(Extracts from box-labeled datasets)
----------

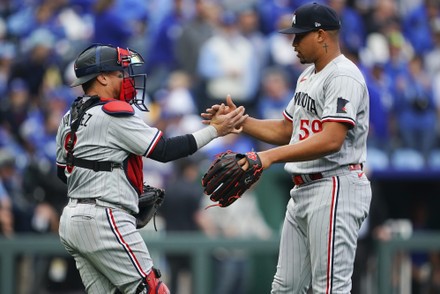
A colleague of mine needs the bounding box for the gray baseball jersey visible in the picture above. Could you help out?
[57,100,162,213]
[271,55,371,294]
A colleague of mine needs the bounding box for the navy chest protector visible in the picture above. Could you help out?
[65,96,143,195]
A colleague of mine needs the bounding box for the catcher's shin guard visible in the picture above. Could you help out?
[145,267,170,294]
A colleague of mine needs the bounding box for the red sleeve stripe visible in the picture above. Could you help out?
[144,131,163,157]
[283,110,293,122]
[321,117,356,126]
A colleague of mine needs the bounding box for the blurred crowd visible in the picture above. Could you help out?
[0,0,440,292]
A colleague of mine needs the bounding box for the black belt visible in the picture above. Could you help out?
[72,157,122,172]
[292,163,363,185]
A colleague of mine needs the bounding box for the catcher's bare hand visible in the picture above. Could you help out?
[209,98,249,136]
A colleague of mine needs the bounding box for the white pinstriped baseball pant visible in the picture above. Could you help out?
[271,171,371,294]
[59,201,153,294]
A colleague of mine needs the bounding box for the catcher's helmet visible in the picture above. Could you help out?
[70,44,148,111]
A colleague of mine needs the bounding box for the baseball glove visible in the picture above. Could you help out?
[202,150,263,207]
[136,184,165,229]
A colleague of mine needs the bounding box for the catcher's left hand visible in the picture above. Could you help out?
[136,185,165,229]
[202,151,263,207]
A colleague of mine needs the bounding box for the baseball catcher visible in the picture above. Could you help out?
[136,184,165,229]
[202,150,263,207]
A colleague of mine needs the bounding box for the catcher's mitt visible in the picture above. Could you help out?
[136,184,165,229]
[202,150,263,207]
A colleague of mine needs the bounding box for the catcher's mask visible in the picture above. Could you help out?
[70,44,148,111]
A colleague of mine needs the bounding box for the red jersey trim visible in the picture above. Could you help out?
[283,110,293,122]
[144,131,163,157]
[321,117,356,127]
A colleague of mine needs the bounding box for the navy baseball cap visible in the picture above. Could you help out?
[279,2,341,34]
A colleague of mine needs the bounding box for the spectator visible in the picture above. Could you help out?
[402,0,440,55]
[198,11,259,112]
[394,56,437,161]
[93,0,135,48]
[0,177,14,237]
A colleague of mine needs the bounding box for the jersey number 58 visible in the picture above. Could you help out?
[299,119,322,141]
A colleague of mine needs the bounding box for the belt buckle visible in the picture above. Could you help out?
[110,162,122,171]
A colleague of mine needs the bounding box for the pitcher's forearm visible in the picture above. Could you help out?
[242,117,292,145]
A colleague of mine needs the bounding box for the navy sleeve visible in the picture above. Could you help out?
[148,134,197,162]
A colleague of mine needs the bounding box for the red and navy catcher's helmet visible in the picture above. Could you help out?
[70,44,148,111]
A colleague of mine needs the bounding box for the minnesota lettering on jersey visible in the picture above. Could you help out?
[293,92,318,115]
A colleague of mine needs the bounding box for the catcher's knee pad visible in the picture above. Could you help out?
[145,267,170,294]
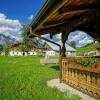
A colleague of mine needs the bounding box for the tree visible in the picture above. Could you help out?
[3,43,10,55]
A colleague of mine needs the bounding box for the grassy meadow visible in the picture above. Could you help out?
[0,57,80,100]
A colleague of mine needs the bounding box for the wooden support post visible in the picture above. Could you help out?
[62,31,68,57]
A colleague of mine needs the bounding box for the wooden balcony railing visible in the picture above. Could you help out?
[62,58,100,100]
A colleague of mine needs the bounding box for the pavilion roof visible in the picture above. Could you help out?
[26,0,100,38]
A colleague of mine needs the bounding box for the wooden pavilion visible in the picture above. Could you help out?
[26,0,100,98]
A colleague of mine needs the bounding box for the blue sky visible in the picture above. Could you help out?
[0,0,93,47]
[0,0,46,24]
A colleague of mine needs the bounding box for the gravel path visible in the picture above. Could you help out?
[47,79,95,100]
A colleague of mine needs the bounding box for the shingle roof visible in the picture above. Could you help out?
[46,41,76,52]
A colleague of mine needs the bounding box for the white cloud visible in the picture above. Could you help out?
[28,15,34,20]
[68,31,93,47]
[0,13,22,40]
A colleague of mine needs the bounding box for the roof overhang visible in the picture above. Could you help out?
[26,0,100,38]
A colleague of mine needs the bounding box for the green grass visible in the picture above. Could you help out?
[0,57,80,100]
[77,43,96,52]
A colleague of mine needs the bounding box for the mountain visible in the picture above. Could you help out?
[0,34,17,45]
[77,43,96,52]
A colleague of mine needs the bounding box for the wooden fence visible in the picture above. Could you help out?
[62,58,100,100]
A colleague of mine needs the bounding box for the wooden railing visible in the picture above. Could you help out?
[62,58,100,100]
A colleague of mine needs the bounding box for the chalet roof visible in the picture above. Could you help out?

----------

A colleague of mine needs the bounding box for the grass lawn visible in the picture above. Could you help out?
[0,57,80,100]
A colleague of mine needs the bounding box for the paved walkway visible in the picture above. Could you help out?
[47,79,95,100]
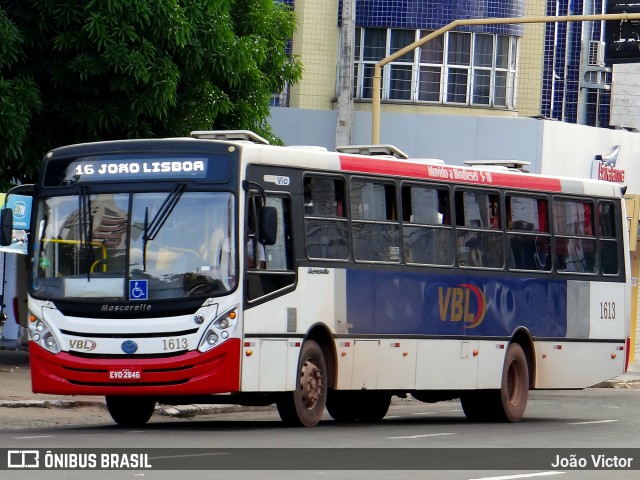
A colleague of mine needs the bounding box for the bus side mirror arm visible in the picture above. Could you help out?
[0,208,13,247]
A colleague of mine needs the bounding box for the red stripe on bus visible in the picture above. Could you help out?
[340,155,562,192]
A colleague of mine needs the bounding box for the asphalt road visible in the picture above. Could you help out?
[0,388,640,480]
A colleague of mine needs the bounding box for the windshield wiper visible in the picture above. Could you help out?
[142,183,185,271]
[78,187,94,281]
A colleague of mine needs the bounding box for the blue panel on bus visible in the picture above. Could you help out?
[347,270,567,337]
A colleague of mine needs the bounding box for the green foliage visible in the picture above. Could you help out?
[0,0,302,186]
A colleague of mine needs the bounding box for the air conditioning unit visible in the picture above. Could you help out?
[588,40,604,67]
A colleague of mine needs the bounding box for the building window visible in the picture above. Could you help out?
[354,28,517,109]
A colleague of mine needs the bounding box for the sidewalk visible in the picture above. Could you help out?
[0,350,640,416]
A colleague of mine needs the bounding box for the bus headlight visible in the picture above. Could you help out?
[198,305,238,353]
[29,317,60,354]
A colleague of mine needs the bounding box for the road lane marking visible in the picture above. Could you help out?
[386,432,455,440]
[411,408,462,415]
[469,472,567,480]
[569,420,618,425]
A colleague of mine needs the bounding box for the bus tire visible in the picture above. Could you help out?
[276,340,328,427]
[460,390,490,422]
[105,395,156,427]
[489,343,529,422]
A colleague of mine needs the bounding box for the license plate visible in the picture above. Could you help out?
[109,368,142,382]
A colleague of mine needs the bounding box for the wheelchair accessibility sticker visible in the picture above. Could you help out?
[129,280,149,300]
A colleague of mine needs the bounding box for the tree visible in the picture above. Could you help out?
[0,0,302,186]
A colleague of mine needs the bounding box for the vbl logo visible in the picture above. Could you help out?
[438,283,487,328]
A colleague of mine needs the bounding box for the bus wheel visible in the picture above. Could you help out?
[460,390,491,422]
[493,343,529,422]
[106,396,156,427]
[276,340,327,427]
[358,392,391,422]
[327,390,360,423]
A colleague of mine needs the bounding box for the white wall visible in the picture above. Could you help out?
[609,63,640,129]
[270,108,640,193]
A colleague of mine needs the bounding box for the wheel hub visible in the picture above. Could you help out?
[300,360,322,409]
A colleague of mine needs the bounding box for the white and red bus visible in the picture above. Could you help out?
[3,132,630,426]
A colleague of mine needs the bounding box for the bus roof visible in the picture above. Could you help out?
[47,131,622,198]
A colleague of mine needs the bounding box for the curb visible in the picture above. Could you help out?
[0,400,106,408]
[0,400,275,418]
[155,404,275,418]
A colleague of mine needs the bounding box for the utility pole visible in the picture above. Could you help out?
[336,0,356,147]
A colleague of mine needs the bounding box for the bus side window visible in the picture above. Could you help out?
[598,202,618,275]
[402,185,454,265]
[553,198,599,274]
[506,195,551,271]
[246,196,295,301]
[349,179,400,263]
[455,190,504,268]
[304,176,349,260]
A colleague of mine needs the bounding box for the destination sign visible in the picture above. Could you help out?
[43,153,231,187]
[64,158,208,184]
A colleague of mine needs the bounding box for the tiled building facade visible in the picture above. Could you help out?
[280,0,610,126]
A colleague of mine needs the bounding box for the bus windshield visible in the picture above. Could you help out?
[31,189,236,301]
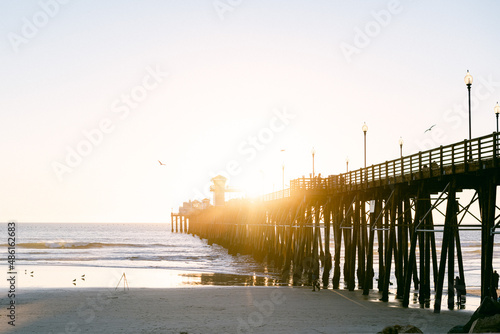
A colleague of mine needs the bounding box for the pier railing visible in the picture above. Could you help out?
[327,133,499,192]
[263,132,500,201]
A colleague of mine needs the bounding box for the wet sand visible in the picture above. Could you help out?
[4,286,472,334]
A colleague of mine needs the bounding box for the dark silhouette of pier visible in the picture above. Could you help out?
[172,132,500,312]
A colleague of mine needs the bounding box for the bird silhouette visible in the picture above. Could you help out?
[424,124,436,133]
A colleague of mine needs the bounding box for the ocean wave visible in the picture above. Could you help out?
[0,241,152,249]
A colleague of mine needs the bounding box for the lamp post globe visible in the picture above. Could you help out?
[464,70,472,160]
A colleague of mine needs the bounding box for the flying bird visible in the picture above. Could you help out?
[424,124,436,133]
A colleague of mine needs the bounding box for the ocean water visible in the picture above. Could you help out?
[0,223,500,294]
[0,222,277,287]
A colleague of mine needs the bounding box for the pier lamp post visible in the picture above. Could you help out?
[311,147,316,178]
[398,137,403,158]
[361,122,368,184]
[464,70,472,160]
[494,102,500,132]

----------

* [REQUIRED TASK]:
Replace "bus" with "tram" in the items from the line with "A colleague of mine needs the bounding box for the paved" to the line with "[588,40,604,67]", keeping everything else unchanged. Leave out the pictures.

* [RESPONSE TO THIS EXERCISE]:
A colleague of mine needs the bounding box for the paved walkway visible in the picture above. Could you help out?
[47,79,95,100]
A colleague of mine needs the bounding box for the tram side mirror arm visible in the picture above. Could you help out?
[0,208,13,247]
A colleague of mine needs the bounding box for the red stripe on tram visible in the picture above. Could you help out?
[340,155,562,192]
A colleague of mine needs the bounding box for the asphalt road visible in the picture above. Could you help out?
[0,388,640,480]
A colleague of mine needs the bounding box for the windshield wiper visible in the picture above. Could you help out?
[142,183,185,271]
[78,187,94,281]
A colleague of mine needs the bounding box for the blue panel on tram visible in the picture above. Could you help out?
[347,270,567,337]
A colleague of mine needs the bounding box for the green foliage visible in the picture above. Could you help out?
[0,0,302,186]
A colleague of mine needs the bounding box for the air conditioning unit visible in the picture above. Could you help out?
[588,40,604,67]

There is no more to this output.